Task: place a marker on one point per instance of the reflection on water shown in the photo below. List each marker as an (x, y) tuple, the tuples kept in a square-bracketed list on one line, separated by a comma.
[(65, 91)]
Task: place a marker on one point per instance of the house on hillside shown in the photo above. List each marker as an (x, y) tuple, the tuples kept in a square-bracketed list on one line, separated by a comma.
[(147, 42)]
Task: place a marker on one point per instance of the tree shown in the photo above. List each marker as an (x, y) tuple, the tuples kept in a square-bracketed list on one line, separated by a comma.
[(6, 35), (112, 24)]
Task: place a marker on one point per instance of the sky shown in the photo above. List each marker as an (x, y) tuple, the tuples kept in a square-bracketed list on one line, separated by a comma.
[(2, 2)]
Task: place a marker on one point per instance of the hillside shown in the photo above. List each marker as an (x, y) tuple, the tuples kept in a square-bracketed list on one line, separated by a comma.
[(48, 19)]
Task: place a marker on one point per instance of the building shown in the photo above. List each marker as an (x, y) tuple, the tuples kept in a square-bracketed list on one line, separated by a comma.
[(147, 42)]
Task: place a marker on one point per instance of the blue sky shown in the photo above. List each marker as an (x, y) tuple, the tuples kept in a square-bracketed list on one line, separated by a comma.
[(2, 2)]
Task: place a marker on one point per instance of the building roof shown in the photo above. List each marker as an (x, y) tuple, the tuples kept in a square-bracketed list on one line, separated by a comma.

++++++++++

Return every line of the data above word for word, with nothing altered or left out.

Task: place a marker on one point per instance of the reflection on water shown in the photo below. List each marker as an (x, y) tuple, the tuples kept in a square-bracketed list on one line, separated by a comma.
[(65, 91)]
Task: place a marker on one point per instance of the house on hillside shown in the photo above. List each marker as an (x, y) tuple, the tuples kept in a square-bracketed list on one line, separated by a comma.
[(147, 42)]
Task: place a marker on one point per instance of the tree shown in the photo above. List each marker as an (x, y) tuple, the tuples kept in a square-bracketed list on one line, separated by a comma.
[(6, 35), (112, 24)]
Task: place a marker on one point per instance of the sky shown in the photo above. List each marker as an (x, y) tuple, the tuples kept in a square-bracketed list on one line, separated by a comma.
[(2, 2)]
Task: place a marker on one point per instance of the hillside shown in the photo above. List each marker as an (x, y) tuple, the tuples kept in a square-bracketed list on one line, separated by a comma.
[(48, 19)]
Task: place a marker on one point per instance of the building shown in the photo above. List each marker as an (x, y) tuple, the tuples kept in a square-bracketed list on one line, separated by a comma.
[(147, 42)]
Task: place a marker on one point per instance of the blue sky shown in the photo above. List each marker as an (x, y) tuple, the tuples kept in a square-bracketed list on one line, separated by a comma.
[(2, 2)]
Task: place a marker on one point per instance of the building roof shown in the photo above. List each marker as an (x, y) tuple, the tuples kept in a square-bracketed list on one line, separated by a comma.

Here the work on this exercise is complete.